Problem requirements |
Render all of the rows below as a numbered list, leaving out any blank lines.

Recorded data |
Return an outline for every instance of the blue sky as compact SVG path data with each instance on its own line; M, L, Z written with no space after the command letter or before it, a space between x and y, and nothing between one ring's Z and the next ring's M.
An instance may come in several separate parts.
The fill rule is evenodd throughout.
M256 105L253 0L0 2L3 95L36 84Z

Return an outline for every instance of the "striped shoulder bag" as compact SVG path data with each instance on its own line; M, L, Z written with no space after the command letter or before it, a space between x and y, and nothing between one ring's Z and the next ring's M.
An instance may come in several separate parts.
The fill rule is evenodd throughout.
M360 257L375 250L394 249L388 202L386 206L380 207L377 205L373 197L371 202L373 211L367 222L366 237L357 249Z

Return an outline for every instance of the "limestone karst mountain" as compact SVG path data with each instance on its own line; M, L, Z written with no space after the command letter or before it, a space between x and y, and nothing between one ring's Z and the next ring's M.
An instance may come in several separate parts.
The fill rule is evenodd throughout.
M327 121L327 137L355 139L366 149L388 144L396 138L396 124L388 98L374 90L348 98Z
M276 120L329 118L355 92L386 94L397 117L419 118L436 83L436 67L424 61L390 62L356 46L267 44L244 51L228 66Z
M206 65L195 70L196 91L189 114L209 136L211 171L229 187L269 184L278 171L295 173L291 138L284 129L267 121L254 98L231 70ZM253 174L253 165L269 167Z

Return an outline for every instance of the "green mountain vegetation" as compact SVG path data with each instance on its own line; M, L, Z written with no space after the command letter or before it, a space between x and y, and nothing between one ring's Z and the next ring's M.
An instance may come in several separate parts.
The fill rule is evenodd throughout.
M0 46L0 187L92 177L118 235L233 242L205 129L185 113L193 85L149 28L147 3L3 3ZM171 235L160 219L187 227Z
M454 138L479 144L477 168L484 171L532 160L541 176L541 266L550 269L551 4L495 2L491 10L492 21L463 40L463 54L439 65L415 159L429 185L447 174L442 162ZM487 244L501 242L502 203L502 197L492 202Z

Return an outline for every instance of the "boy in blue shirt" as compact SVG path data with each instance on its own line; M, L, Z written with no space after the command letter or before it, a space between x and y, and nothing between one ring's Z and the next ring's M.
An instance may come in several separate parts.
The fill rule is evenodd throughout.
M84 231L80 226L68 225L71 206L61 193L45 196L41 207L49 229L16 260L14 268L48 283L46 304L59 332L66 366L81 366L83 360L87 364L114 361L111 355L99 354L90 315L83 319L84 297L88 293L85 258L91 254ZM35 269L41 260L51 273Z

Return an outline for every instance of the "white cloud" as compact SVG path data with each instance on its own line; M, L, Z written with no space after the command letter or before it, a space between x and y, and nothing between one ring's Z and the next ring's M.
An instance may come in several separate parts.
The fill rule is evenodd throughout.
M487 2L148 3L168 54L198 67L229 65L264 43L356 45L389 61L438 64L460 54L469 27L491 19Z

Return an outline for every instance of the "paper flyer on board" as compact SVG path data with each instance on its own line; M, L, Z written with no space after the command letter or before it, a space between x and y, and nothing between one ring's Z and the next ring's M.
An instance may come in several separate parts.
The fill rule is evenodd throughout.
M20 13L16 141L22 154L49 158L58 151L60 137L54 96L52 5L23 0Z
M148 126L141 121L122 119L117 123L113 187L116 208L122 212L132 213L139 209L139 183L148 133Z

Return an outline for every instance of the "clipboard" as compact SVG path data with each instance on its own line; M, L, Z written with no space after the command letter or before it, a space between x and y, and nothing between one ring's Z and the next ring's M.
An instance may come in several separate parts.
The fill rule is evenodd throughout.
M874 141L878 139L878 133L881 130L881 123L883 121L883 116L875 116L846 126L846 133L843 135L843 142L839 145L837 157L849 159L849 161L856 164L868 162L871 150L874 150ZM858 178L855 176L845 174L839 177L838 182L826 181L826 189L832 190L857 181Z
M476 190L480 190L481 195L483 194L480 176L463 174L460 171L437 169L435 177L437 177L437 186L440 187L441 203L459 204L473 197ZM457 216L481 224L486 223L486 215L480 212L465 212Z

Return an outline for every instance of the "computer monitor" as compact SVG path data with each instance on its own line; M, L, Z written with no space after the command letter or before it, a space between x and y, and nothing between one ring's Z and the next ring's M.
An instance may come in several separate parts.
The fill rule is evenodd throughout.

Worked solution |
1. Return an outline for every instance of the blue sky as compact SVG path data with each instance on its own line; M, L, Z written with no space after the command letter or before it, a space between x and y, and nothing between one ring's Z and the next ring's M.
2. An instance may come in several separate parts.
3. The fill rule is evenodd throughout.
4. M256 105L253 0L0 2L3 95L36 84Z
5. Return an outline for every instance of the "striped shoulder bag" as compact SVG path data with each instance on its own line; M, L, Z written with no space after the command letter or before it, a space between x and y, and nothing between one ring's Z and the next ring's M.
6. An instance may come in several separate parts.
7. The fill rule is evenodd throughout.
8. M360 257L375 250L394 249L388 202L386 206L380 207L377 205L373 197L371 202L373 211L367 222L366 237L357 249Z
9. Return an outline for every instance of the "limestone karst mountain" as compact SVG path data with each instance on its own line; M, L, Z written with no space after the command letter or before it, a space between x and y, and nothing between one ring's Z and the next ring's M.
10. An instance may come in several separate parts.
11. The fill rule is evenodd throughout.
12. M327 121L327 137L355 139L366 149L388 144L396 138L396 124L388 98L374 90L348 98Z
13. M276 120L329 118L355 92L386 94L397 117L419 118L436 83L436 67L424 61L390 62L356 46L267 44L244 51L228 66Z
14. M206 65L195 70L196 91L189 114L209 136L211 171L229 187L269 184L278 171L295 173L291 138L284 129L267 121L254 98L231 70ZM253 174L253 165L269 167Z
15. Return an outline for every instance of the "green mountain vegetation" as compact SVG path data with each instance on its own line; M, L, Z written with no space after the command letter or before it, a space between x and y, and nothing between one ring's Z and the next ring's M.
16. An instance may come in several separate parts.
17. The fill rule is evenodd throughout.
18. M0 46L0 187L92 177L118 235L233 242L205 129L185 113L193 85L149 28L147 3L3 3ZM171 235L160 219L187 227Z
19. M454 138L479 144L477 168L484 171L532 160L541 176L541 266L550 269L551 4L495 2L491 10L492 21L463 40L463 54L439 65L415 159L429 185L447 174L442 162ZM487 244L501 242L502 203L502 197L492 202Z
20. Return an outline for every instance of the "boy in blue shirt" as compact SVG path data with each instance on its own line; M, L, Z written with no space after the command letter or before it, a space between x and y, and nothing between one ring's Z and the next ring's M.
21. An instance may come in several separate parts.
22. The fill rule is evenodd throughout.
23. M84 231L80 226L68 225L71 206L61 193L45 196L41 207L49 229L16 260L14 268L48 283L46 304L59 332L66 366L81 366L83 360L87 364L114 361L111 355L99 354L90 315L83 319L84 297L88 293L85 258L91 254ZM35 269L41 260L51 273Z
24. Return an outline for every instance of the "white cloud" as compact SVG path data with each instance on its own line; M, L, Z written with no space after the command letter or before it, a space between x and y, and nothing between one ring's Z and the next ring's M.
25. An instance may come in several separate parts.
26. The fill rule is evenodd throughout.
27. M487 2L148 3L168 54L198 67L229 65L264 43L356 45L389 61L438 64L460 54L469 27L491 19Z
28. Return an outline for every instance of the "paper flyer on board" as compact SVG path data with each instance on its own line; M, L, Z written with no space after the command letter or before it, a space between x and y, and nothing between one ring's Z and the next ring's M.
29. An instance may come in several separate parts.
30. The fill rule is evenodd throughout.
31. M20 13L16 141L22 154L49 158L58 151L60 137L54 96L52 5L23 0Z
32. M148 126L141 121L122 119L117 123L113 187L116 208L122 212L132 213L139 209L139 183L148 133Z
33. Return an outline for every instance of the "clipboard" as compact SVG path data with each instance on its own line; M, L, Z written with no space after the command letter or before it, a space between x and y, and nothing between one ring's Z and the next ring's M.
34. An instance may come in several separate parts.
35. The fill rule is evenodd throughout.
36. M874 141L878 139L878 133L881 130L881 123L883 121L883 116L875 116L846 126L846 133L843 135L843 142L839 145L837 157L849 159L849 161L856 164L868 162L871 150L874 150ZM858 178L855 176L845 174L839 177L838 182L826 181L826 189L832 190L857 181Z
37. M476 190L480 190L481 195L483 194L480 176L463 174L460 171L437 169L435 177L437 177L437 186L440 187L441 203L459 204L473 197ZM457 216L481 224L486 223L486 215L480 212L465 212Z
38. Return an outline for every instance of the "computer monitor" as compact SVG path data with each instance on its own line; M, L, Z written with no space after the command letter or before it, a space between x and y, and nothing between one ring's Z and the next ring's M.
39. An instance may come in several separate parts.
40. The fill rule is evenodd throughout.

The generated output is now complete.